■ AUFGABE 1 ■
Setze die Einträge vom Anfang bis einschließlich der Zeile mit „Return the outline of every instance of the short“ in eine Markdown-Tabelle um, mit den Spalten „Nr“ und „Zeile“. Leerzeilen bleiben weg.

■ TEXTAUSZUG ■

--- --- ---

Blick auf den Hafen von Aarhus

Ole Hein Pedersen/Aarhus Media Center

Hafenstadt mit Dauer-Regenbogen dank Olafur Eliasson

Junges Image durch die Kunst

Die Stadt in der Mitte Jütlands setzt, gerade in Konkurrenz zur Metropole Kopenhagen samt Umland, dezidiert auf Jugendkultur in ihrem gesamten Stadtbild - auch in der Vermittlung ihres Images nach außen. 2017 will man mit einem neuen Hafenviertel und einer Reihe an Kulturbauten, die in den letzten Jahrzehnten, nicht zuletzt auch in Kooperation mit privaten Konzernen, geschaffen wurden, europäische Kulturhauptstadt werden.

Gerade weil man nicht auf eine üppig ausgestattete Altstadt mit Kulturdenkmälern setzen kann, hat man sich an zwei Faktoren erinnert: die moderne dänische Design- und Architekturtradition - immerhin haben Arne Jacobsen und Eric Möller in den 1940er Jahren mit dem Rathaus von Aarhus eine Landmark der klassischen Moderne gesetzt, die heute noch Besucher ob des bis ins kleinste Detail reichenden Funktionalismus zu beeindrucken vermag. Und Aarhus besann sich auch des Umstands, dass die Stadt mit ihren 250.000 Einwohnern vom Leben von 49.000 Studenten geprägt ist. Und diese artikulieren einen starken Bedarf an urbanem, jungem Lebensgefühl.

--- --- ---

■ EINTRÄGE ■
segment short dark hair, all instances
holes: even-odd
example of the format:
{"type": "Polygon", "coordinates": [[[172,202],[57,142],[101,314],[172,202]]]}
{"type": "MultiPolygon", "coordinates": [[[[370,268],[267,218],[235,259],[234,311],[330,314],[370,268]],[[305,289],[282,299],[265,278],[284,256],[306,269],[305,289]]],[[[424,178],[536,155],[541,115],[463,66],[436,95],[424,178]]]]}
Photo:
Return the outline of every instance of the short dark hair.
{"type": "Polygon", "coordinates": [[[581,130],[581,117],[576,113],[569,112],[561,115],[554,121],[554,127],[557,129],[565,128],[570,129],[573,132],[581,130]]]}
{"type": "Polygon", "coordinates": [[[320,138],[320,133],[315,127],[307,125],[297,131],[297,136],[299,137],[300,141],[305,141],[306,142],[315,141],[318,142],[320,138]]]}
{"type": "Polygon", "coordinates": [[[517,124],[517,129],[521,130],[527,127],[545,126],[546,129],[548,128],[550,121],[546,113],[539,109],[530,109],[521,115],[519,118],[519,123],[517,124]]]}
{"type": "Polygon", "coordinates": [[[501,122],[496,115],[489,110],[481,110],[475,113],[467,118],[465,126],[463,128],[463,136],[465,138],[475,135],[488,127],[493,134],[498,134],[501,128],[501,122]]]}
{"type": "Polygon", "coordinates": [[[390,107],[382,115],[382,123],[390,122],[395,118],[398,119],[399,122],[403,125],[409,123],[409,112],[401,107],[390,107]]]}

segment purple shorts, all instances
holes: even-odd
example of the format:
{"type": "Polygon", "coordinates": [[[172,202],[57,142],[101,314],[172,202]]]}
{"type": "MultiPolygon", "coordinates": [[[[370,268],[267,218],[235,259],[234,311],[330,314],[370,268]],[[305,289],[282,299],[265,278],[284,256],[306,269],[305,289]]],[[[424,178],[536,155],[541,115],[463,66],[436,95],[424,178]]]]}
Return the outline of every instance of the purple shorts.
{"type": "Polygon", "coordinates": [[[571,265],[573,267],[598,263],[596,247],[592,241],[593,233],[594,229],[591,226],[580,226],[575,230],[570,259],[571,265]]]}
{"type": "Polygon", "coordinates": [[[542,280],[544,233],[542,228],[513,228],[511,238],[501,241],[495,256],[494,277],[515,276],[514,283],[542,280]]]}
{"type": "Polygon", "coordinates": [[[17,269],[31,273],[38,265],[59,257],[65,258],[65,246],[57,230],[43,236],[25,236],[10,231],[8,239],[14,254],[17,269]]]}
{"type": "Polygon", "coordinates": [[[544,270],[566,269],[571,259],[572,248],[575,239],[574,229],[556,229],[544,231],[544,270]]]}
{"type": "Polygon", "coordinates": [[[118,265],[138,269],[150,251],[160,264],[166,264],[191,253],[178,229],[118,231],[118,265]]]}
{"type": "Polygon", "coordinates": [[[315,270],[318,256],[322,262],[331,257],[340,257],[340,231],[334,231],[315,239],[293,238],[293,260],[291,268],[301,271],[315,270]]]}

--- --- ---

■ AUFGABE 2 ■
Gib den Abschnitt des Textes über Aarhus von „Ole Hein Pedersen/Aarhus“ bis einschließlich „europäische Kulturhauptstadt werden.“ wieder und tausche dabei „Hafenviertel“ gegen „Uferviertel“ aus.

■ ENDGÜLTIGE ANTWORT 1 ■
| Nr | Zeile |
|---|---|
| 1 | segment short dark hair, all instances |
| 2 | holes: even-odd |
| 3 | example of the format: |
| 4 | {"type": "Polygon", "coordinates": [[[172,202],[57,142],[101,314],[172,202]]]} |
| 5 | {"type": "MultiPolygon", "coordinates": [[[[370,268],[267,218],[235,259],[234,311],[330,314],[370,268]],[[305,289],[282,299],[265,278],[284,256],[306,269],[305,289]]],[[[424,178],[536,155],[541,115],[463,66],[436,95],[424,178]]]]} |
| 6 | Photo: |
| 7 | Return the outline of every instance of the short dark hair. |

■ ENDGÜLTIGE ANTWORT 2 ■
Ole Hein Pedersen/Aarhus Media Center

Hafenstadt mit Dauer-Regenbogen dank Olafur Eliasson

Junges Image durch die Kunst

Die Stadt in der Mitte Jütlands setzt, gerade in Konkurrenz zur Metropole Kopenhagen samt Umland, dezidiert auf Jugendkultur in ihrem gesamten Stadtbild - auch in der Vermittlung ihres Images nach außen. 2017 will man mit einem neuen Uferviertel und einer Reihe an Kulturbauten, die in den letzten Jahrzehnten, nicht zuletzt auch in Kooperation mit privaten Konzernen, geschaffen wurden, europäische Kulturhauptstadt werden.